What to work on:
Pick up the blog post about reading The Beck Diet Solution after its final sentence and write what comes next.

Provided passage:
▼

I started reading The Beck Diet Solution yesterday. It involves a lot of exploration of thoughts and
behavior, and I decided I wanted to keep a journal as I went along.

Then I thought, Why not do it as a blog? So here it is!

Sunday, February 27, 2011

Chapter 1: The Key to Success

I have a tendency to skip to the end while reading. Always looking for a shortcut! I have read the full Chapter 1, but I'll start this post by listing the summary from the end of the chapter:

The Solution at a Glance

• Cognitive Therapy is a psychological treatment that will help you successfully lose excess weight and keep it off.

• The way you think about food, eating, and dieting affects your behavior and how you feel emotionally.

• Certain ways of thinking make it difficult to follow a diet and to maintain weight loss.

• The Beck Diet Solution takes you through a six-week process to change sabotaging thoughts (that cause you to stray from your diet) to helpful thinking (that will lead to success).


My first mental roadblock here is in reading the word "diet" so many times in this chapter. (Yes, I realize that the word is in the book's title, so what did I expect?) I have no interest in "dieting", in the typical definition of the word. I want to change my eating habits permanently, not just as a temporary diet to lose weight.

I am going to take the first two definitions of the word from Merriam-Webster, and tell myself that this is what Beck means whenever she uses the word "diet".

▲

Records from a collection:
▼

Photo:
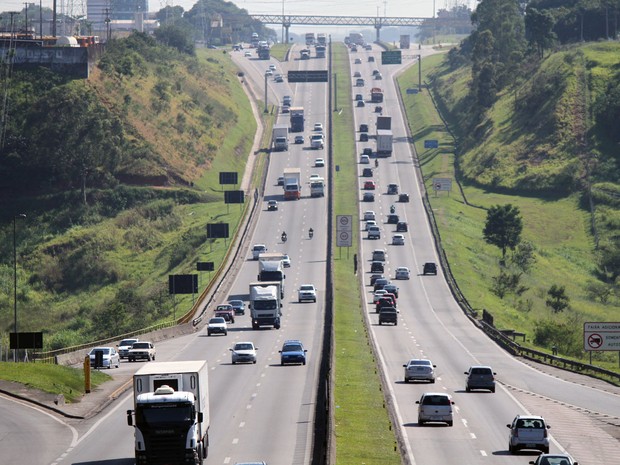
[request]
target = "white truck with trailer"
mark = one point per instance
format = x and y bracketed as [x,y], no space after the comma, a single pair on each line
[171,413]
[265,304]
[270,269]
[279,137]
[384,136]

▲

Output of the task:
1di·et

 noun \ˈdī-ət\

Definition of DIET

1
a : food and drink regularly provided or consumedb : habitual nourishment

Dr. Beck explains her story in this chapter. She started dieting (yes, dieting) as a teenager and went off and on diets for many years after that. Success, failure, sabotaging thoughts....the standard path that many dieters follow.

How did she learn what she is now teaching people? She learned it from her patients, as a psychologist. She helped a depressed patient see how unrealistic and inaccurate her thoughts were, about aspects of her life AND about eating and dieting. From what she learned while helping this patient and subsequent others, she was able to apply those cognitive changes to her own eating habits, and she lost 15 pounds and has kept it off for many years.

The premise of the plan is that we will learn one new skill every day for six weeks. And by the end of the six weeks, we will have learned everything we need to know to change our eating habits.

We shall see. Six weeks doesn't sound like a very long time.